◆ Trecho fornecido:
A catarata é a doença ocular que mais cresce no Brasil e no mundo — e as mulheres são as mais afetadas, com incidência cerca de 30% maior. Trata-se da opacificação do cristalino, geralmente provocada pelo envelhecimento natural. Mas o que muitos não sabem é que adiar a cirurgia para correção do problema pode ter consequências que vão além da visão. Segundo o oftalmologista Leôncio Queiroz Neto, diretor executivo do Instituto Penido Burnier, a demora no tratamento pode desencadear a síndrome metabólica, condição associada a sérios riscos como infarto e AVC (Acidente Vascular Cerebral).
A síndrome metabólica é silenciosa e se caracteriza pela presença de pelo menos três das seguintes alterações:
- Hipertensão arterial (acima de 13/8 mmHg)

◆ Trecho dos dados:

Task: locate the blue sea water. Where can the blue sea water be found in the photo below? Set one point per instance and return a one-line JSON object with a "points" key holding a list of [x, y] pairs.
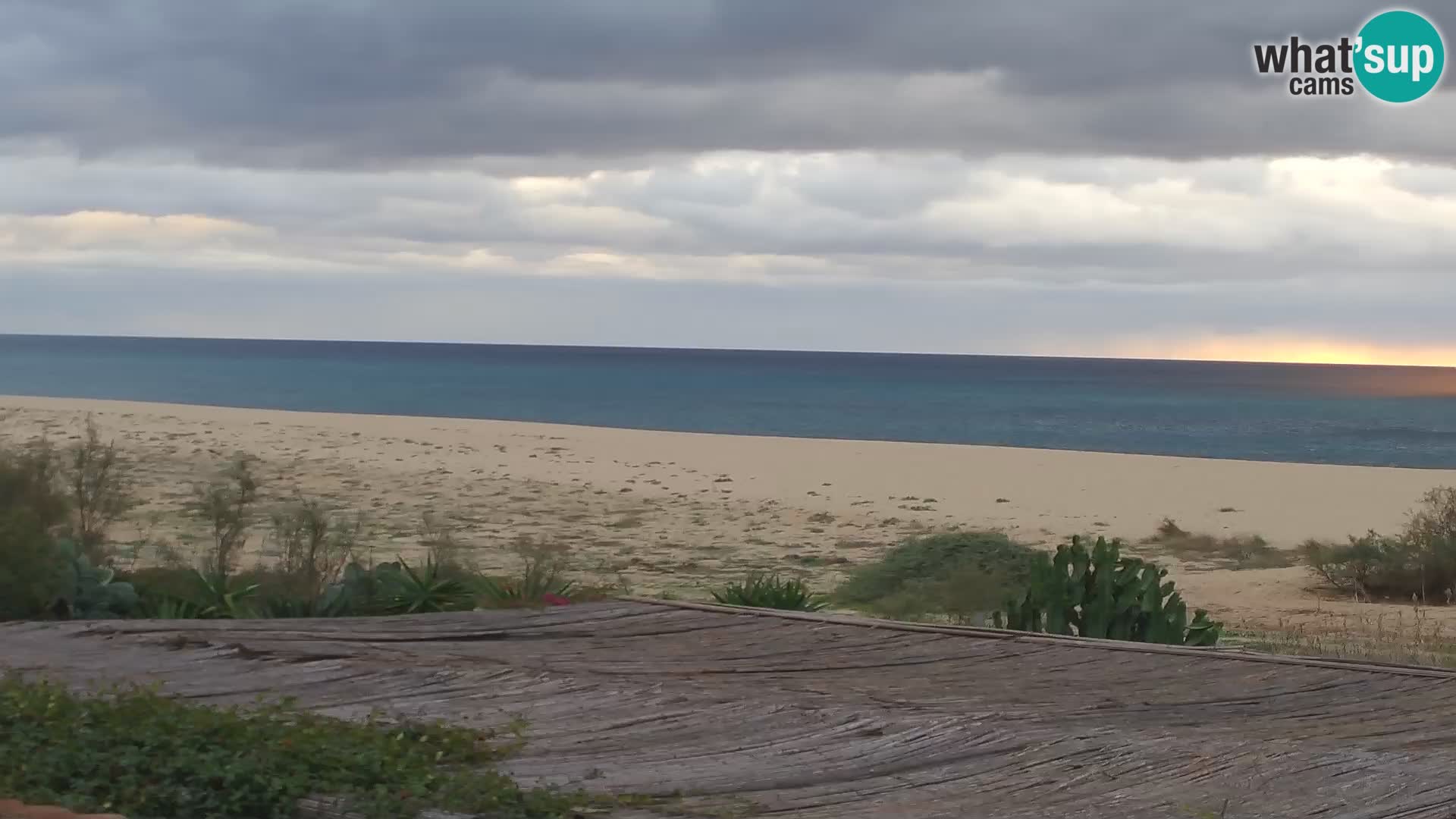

◆ Tarefa a realizar: De acordo com o trecho sobre catarata, quanto maior é a incidência da doença entre as mulheres?

◆ Resposta à tarefa: Cerca de 30% maior.